:: SELECTED TEXT ::
________________________

The House’s top tax writer on Wednesday challenged his colleagues to embrace a broad and radical tax reform plan that would pare back breaks once thought untouchable to achieve a monumental overhaul of the IRS code.
The release of the nearly 1,000-page plan culminated years of work by Ways and Means Committee Chairman Dave Camp (R-Mich.), who released the framework despite the reluctance of party leaders to tackle the topic in an election year.
The draft from Camp slays sacred cows, pulling back on the cherished deduction for home mortgage interest and embracing some ideas touted by Democrats, including the elimination of the carried-interest tax break used by hedge fund managers.
Though GOP leaders last year reserved the pole position of H.R. 1 for tax reform, Camp unveiled his proposal alone, with no promise his handiwork would ever see the light of day in the House.
Camp said a discussion on making the tax code fairer and a more positive force for the economy was long overdue in Washington, given that the last successful tax reform effort was in 1986.
But the discussion draft, which included a summary that ran almost 200 pages, quickly found detractors both on and off Capitol Hill, as trade groups and lobbyists figured out who were the losers in the chairman’s outline.

________________________

:: REQUEST 1 ::
From the listing below, copy each line in which the word "dark" appears, treating uppercase and lowercase letters as different.

:: DATASET EXCERPTS ::
________________________

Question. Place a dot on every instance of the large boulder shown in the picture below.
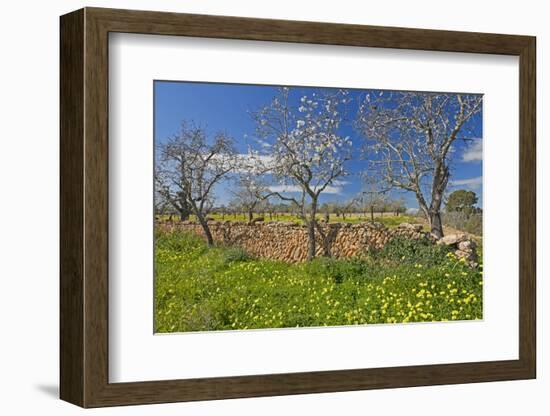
(463, 247)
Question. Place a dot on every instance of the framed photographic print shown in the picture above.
(256, 207)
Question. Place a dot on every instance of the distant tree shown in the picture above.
(397, 206)
(167, 196)
(189, 167)
(461, 200)
(250, 193)
(307, 151)
(408, 140)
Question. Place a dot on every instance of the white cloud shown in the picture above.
(470, 183)
(339, 183)
(474, 152)
(296, 189)
(253, 164)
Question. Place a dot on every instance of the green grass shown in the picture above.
(389, 220)
(199, 288)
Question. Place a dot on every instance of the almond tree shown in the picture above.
(408, 142)
(307, 152)
(250, 193)
(189, 166)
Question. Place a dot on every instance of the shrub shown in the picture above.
(337, 269)
(468, 222)
(183, 242)
(408, 251)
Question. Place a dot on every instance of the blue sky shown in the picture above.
(227, 108)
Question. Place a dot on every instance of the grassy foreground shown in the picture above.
(199, 288)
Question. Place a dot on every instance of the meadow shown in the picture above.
(200, 288)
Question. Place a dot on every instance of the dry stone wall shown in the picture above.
(288, 241)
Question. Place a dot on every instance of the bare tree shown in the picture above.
(190, 165)
(409, 138)
(307, 151)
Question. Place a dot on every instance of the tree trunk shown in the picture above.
(206, 229)
(311, 244)
(311, 247)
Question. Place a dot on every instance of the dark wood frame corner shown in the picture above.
(84, 207)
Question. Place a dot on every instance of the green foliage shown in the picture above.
(236, 254)
(461, 201)
(199, 289)
(469, 222)
(408, 251)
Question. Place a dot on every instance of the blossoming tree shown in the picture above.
(190, 165)
(409, 138)
(306, 151)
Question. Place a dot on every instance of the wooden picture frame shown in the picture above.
(84, 207)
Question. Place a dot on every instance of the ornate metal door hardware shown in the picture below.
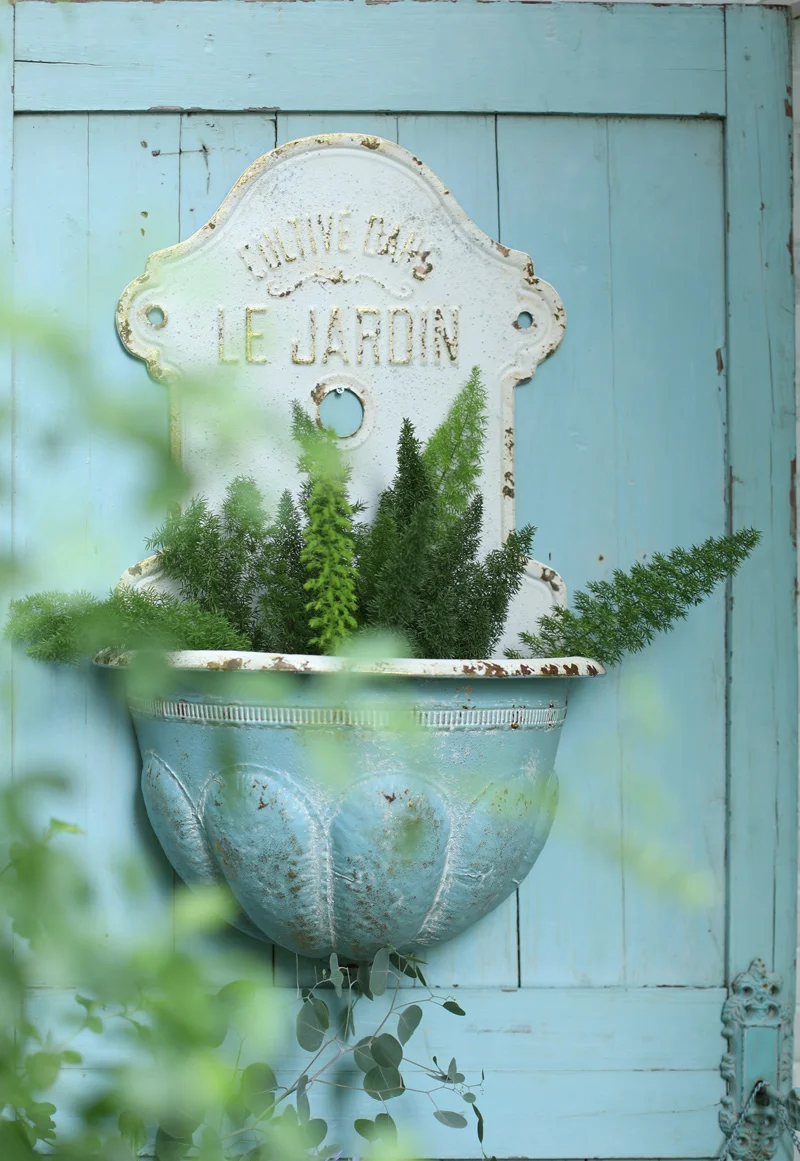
(757, 1066)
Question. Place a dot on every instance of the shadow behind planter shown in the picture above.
(353, 808)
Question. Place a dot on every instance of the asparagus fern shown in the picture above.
(624, 614)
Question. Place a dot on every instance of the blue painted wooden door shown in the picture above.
(641, 156)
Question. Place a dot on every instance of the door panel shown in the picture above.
(593, 999)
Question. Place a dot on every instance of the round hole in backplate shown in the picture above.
(343, 411)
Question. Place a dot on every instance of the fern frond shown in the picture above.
(624, 614)
(454, 452)
(329, 549)
(66, 627)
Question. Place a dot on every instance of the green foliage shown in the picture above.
(65, 627)
(282, 618)
(419, 568)
(305, 579)
(453, 454)
(150, 1002)
(624, 614)
(328, 552)
(217, 559)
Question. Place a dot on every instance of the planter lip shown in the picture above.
(238, 661)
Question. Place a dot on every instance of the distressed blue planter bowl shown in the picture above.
(352, 807)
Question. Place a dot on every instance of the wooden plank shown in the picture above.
(578, 1073)
(667, 202)
(132, 181)
(293, 125)
(763, 700)
(6, 357)
(576, 1117)
(215, 150)
(600, 199)
(554, 204)
(50, 536)
(454, 58)
(462, 151)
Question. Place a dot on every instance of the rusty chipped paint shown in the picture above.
(391, 666)
(340, 262)
(447, 800)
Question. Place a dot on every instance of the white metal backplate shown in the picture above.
(341, 264)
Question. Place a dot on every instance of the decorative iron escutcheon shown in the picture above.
(756, 1023)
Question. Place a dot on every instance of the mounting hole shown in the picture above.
(343, 411)
(156, 316)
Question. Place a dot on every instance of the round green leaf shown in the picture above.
(452, 1119)
(362, 1055)
(365, 1129)
(409, 1022)
(386, 1127)
(312, 1019)
(452, 1007)
(258, 1088)
(362, 980)
(132, 1127)
(383, 1083)
(43, 1068)
(210, 1146)
(315, 1132)
(171, 1148)
(387, 1051)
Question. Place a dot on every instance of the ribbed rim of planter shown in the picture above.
(236, 661)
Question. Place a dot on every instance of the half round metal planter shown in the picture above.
(353, 807)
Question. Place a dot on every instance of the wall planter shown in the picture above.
(340, 264)
(435, 805)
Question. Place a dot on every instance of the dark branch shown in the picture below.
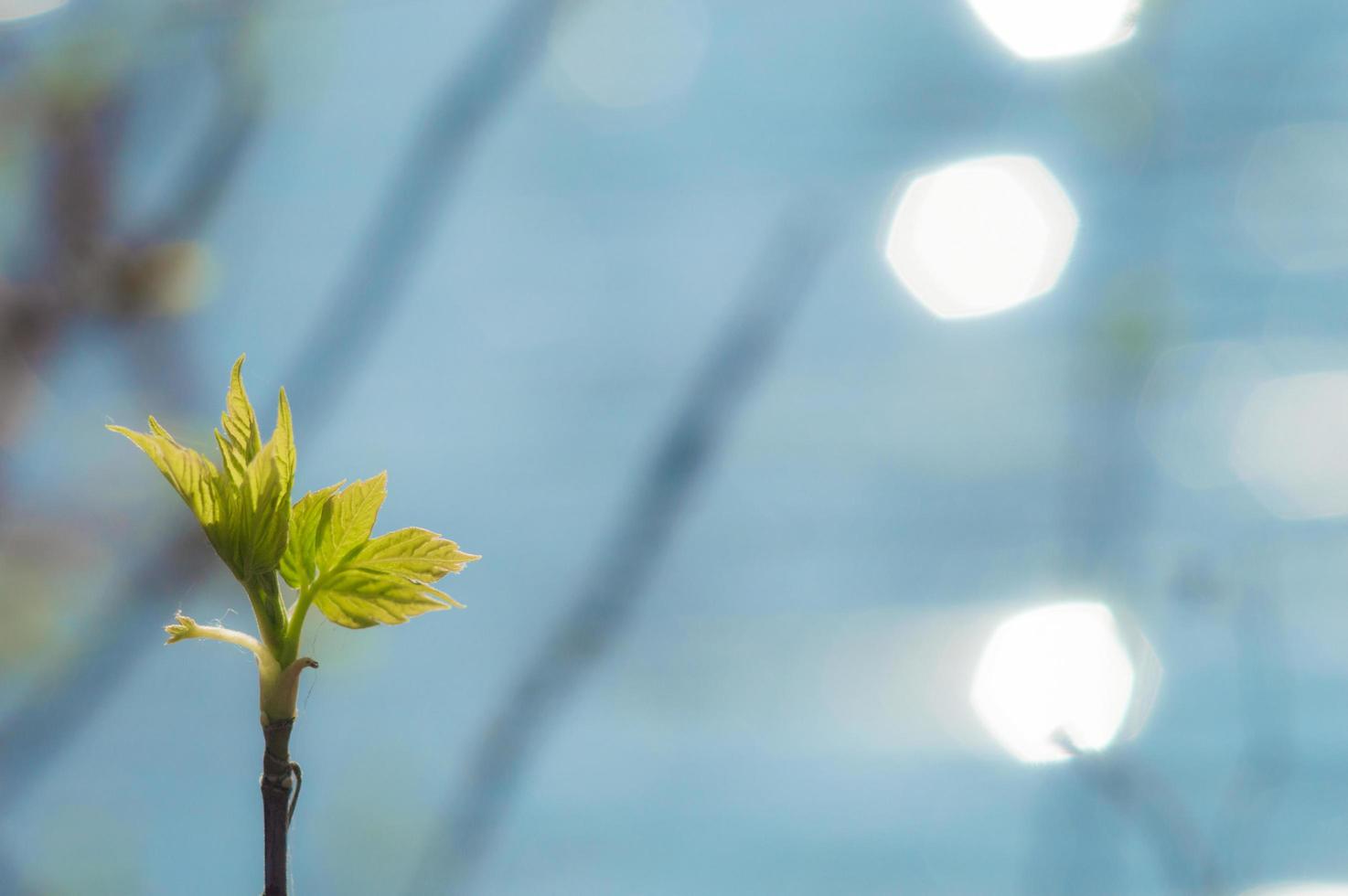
(33, 736)
(222, 145)
(433, 167)
(608, 597)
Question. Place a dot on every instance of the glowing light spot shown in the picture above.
(1290, 446)
(1293, 192)
(627, 53)
(981, 236)
(1043, 28)
(16, 10)
(1053, 673)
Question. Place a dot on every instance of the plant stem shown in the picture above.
(279, 779)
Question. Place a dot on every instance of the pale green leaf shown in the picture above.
(350, 520)
(243, 438)
(190, 475)
(358, 597)
(412, 552)
(307, 517)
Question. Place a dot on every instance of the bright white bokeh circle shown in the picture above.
(1054, 671)
(1290, 445)
(1046, 28)
(981, 236)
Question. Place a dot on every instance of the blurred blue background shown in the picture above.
(488, 247)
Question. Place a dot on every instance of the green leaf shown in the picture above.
(412, 552)
(192, 475)
(358, 597)
(298, 565)
(350, 520)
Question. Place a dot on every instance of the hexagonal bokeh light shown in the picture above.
(981, 236)
(1063, 671)
(1046, 28)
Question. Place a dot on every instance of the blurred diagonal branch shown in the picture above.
(426, 178)
(604, 603)
(31, 736)
(1145, 798)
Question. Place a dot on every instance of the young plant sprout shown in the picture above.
(321, 548)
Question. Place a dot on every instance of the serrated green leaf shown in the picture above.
(414, 552)
(307, 519)
(352, 517)
(358, 597)
(190, 475)
(241, 437)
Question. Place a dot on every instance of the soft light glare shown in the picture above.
(627, 53)
(1053, 671)
(981, 236)
(16, 10)
(1290, 446)
(1043, 28)
(1293, 192)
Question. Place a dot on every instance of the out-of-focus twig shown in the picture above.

________________________

:: REQUEST 2 ::
Write what comes next in the news report above on Dave Camp's tax reform draft, picking up after its final sentence.

:: EXERCISE RESULT 1 ::
Question. Place a dot on every instance of the dark wood frame corner shown in the picture above.
Question. Place a dot on every instance of the dark branch shown in the picture below.

:: EXERCISE RESULT 2 ::
And before it was released, the top Republicans in both chambers distanced themselves from the effort, with Speaker John Boehner (Ohio) scoffing at the possibility of a vote this year and Senate Minority Leader Mitch McConnell (Ky.) suggesting it would be better to wait.
Camp was defiant, arguing that the average person was ready for a tax code no longer littered with “special interest handouts.”
“You’re going to hear a lot about one provision or another,” Camp told reporters at a news conference. “The truth is people want a simpler, fairer and flatter tax code.”
Camp also swatted away questions about top Republicans keeping his draft at arm’s length, and the expected blowback from K Street lobbyists.
But Camp’s insistence that now was the time to jump-start the discussion on tax reform only fed the suggestion that the best-case scenario for the draft is to be a template for future efforts.
Ways and Means Republicans applauded Camp for releasing the draft and said they looked forward to further developing it, even as some said they needed to dig deeper into the details.
Rep. Paul Ryan (Wis.), perhaps the GOP’s most respected voice on fiscal matters and the heir apparent to the Ways and Means chairmanship next year, said Camp’s plan could clearly be built upon. The Senate’s top two tax writers, Sens. Ron Wyden (D-Ore.) and Orrin Hatch (R-Utah), also praised it.
“No plan is perfect, but the critics must offer an alternative or tell Americans why they continue to defend a nightmarish tax code that works only for the well-connected,” Ryan said in a statement. “Chairman Camp’s plan is a terrific first step toward a much-needed debate over how to best reform the tax code.”
Republicans and Democrats on Ways and Means will get briefed on the plan on Thursday, and Camp said he expects to reach out more fully to rank-and-file Republicans as well in the hopes of sparking a movement for tax reform this year.
The Ways and Means chairman said he meets his goal of flattening the tax code by getting rid of 228 sections, reducing its size by a quarter.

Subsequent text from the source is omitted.